### Extracted entries
■ ■ ■ ■ ■ ■ ■

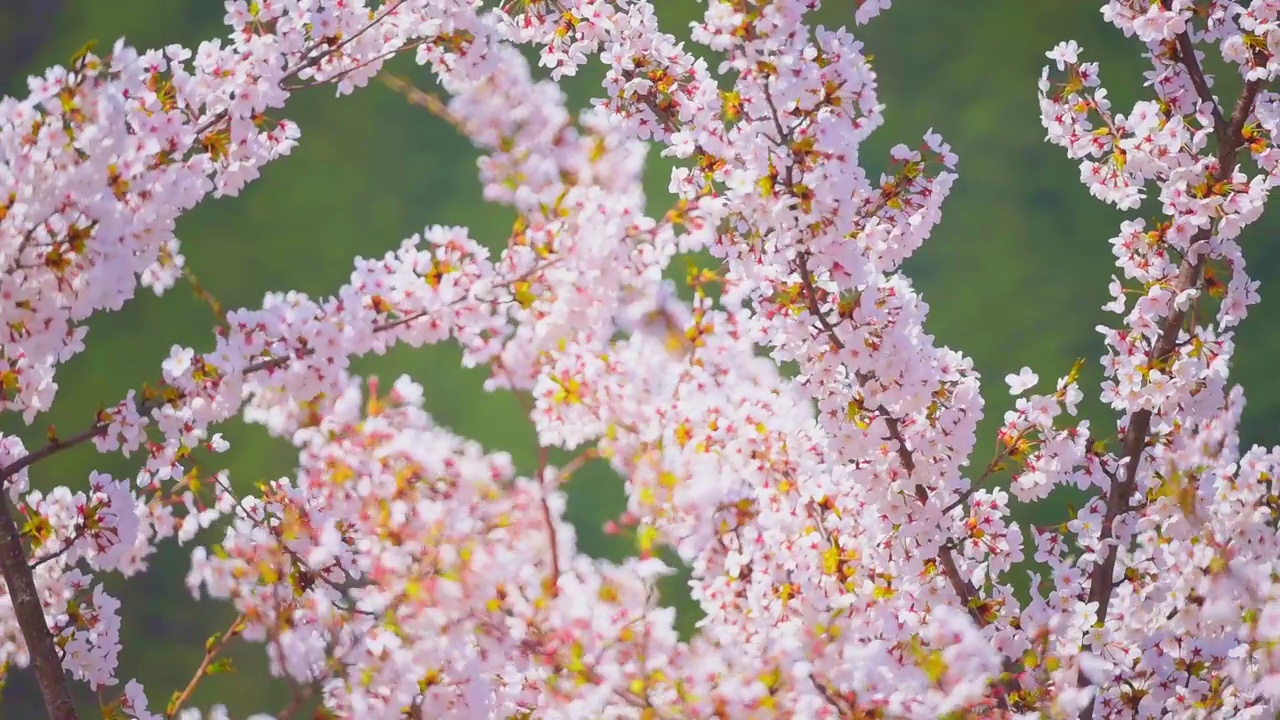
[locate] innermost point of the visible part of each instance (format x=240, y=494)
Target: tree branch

■ ■ ■ ■ ■ ■ ■

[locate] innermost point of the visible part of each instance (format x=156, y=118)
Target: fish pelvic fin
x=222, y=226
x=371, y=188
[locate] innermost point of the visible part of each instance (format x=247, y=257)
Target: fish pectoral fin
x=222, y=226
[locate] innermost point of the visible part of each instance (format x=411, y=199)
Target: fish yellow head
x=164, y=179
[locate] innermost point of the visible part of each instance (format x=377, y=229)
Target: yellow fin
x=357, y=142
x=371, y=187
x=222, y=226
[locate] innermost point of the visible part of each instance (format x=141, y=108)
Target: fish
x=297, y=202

■ ■ ■ ■ ■ ■ ■

### How to complete this task
Where the listing above reaches the line that contains "Target: fish pelvic fin", start retyping, and finish with the line that contains "(format x=141, y=108)"; reproduce those lines exactly and no others.

### Task response
Target: fish pelvic fin
x=222, y=226
x=371, y=188
[locate] innermost point of the visible part of each instance (format x=247, y=257)
Target: fish pectoral fin
x=222, y=226
[locate] innermost point of the visible part of each instance (format x=411, y=199)
Target: fish yellow head
x=164, y=179
[locate] innermost point of the visible part of each instance (format x=377, y=229)
Target: yellow fin
x=357, y=142
x=371, y=187
x=222, y=226
[locate] innermost point of the visible part of each instance (format x=141, y=108)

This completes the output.